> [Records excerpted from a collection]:
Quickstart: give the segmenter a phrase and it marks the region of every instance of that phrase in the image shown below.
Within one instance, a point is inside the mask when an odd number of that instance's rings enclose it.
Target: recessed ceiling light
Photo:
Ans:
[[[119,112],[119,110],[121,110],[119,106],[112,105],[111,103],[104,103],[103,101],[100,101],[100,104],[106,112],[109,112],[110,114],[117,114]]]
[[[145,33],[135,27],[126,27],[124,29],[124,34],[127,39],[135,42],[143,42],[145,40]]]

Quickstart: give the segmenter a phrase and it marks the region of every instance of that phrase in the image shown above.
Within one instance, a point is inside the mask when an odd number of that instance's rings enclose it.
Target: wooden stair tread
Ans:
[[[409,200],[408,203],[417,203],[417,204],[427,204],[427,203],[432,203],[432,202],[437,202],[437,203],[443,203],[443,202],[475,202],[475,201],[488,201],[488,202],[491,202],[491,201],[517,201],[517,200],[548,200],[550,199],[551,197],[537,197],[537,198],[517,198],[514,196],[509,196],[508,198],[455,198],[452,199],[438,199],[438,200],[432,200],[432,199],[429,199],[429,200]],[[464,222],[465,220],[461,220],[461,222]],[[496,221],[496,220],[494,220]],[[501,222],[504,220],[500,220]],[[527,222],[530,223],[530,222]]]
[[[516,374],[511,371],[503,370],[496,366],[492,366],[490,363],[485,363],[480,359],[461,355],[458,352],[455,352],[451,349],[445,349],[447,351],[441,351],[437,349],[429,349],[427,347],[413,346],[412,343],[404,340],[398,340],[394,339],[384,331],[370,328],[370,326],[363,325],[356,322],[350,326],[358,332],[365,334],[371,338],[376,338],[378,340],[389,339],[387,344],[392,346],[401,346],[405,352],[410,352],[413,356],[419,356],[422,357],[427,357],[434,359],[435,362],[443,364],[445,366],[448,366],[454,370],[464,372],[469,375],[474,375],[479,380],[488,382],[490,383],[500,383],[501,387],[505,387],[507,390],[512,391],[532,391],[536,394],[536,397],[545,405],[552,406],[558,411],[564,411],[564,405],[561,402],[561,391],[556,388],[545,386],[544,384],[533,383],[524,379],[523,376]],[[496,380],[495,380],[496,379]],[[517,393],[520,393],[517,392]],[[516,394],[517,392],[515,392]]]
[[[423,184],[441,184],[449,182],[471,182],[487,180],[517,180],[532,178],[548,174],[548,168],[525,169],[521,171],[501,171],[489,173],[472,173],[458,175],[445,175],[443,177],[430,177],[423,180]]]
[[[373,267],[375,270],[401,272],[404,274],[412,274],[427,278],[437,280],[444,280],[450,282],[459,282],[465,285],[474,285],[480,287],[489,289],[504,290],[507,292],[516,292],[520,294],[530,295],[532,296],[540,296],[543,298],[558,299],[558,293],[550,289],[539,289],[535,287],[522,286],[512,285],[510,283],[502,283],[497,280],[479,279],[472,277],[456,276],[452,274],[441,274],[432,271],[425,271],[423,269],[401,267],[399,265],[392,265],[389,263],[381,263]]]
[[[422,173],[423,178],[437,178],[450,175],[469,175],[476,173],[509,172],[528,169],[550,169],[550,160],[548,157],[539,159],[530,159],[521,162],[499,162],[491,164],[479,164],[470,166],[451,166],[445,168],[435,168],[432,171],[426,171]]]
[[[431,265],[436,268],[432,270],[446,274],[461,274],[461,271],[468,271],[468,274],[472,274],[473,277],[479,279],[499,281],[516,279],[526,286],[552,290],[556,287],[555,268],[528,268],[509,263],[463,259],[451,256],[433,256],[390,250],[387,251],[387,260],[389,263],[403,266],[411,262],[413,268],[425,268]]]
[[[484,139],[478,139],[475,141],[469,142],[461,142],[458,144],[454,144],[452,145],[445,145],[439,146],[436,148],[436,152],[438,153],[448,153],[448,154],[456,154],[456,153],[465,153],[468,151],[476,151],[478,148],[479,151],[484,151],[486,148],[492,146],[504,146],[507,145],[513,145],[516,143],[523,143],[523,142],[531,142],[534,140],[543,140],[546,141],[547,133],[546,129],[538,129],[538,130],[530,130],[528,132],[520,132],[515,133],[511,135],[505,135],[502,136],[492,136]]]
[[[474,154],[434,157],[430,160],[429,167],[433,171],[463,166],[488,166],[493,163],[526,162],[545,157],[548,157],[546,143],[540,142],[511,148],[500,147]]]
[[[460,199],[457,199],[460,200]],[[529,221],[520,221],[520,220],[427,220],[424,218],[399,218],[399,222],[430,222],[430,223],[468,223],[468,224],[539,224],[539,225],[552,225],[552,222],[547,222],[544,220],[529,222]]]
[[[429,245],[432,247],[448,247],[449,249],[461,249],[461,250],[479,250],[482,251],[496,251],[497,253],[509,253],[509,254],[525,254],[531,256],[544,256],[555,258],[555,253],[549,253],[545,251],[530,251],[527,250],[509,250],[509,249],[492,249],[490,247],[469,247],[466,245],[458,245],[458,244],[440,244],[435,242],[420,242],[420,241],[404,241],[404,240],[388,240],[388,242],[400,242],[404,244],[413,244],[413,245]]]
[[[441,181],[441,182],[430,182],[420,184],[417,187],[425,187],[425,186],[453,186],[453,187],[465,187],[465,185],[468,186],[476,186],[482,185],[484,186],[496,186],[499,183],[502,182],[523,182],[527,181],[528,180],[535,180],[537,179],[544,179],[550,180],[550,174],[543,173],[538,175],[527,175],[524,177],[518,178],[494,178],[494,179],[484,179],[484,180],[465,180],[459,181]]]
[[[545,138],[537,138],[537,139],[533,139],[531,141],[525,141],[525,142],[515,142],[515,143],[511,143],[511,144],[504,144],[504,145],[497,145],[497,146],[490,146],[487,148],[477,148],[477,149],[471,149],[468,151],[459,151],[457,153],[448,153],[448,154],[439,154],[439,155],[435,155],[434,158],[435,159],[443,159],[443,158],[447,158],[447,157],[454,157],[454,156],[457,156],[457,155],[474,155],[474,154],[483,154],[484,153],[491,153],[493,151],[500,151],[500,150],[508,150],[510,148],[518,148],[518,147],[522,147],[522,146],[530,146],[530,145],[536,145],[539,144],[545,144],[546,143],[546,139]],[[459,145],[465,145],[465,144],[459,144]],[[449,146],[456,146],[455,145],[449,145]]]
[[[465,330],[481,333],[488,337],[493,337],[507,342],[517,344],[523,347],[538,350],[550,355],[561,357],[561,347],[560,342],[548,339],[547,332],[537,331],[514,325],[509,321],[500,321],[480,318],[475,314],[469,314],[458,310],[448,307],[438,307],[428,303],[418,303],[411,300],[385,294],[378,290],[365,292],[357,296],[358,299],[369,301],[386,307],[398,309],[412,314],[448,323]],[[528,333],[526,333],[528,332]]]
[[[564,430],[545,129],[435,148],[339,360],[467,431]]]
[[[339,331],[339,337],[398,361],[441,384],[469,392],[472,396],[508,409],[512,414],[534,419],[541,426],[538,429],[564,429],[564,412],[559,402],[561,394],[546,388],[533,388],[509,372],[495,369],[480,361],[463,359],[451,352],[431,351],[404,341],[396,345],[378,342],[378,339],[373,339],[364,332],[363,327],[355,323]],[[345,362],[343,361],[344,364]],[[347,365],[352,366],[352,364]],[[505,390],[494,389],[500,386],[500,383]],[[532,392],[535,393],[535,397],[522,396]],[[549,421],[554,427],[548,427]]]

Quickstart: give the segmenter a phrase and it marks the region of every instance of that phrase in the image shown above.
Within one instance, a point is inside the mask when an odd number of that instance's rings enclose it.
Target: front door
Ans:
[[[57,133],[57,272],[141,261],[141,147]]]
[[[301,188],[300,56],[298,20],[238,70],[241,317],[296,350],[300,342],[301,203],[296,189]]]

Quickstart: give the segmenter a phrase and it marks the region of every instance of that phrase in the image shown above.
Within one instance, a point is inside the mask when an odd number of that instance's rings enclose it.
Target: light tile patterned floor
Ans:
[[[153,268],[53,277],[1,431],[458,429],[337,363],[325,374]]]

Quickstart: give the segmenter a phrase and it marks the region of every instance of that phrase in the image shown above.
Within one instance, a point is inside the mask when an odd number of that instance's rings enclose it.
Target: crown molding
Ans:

> [Your instructions]:
Which lines in the records above contain the word "Target"? Report each of them in full.

> [Solution for this problem]:
Target: recessed ceiling light
Target: wooden stair tread
Target: front door
Target: light tile patterned floor
Target: crown molding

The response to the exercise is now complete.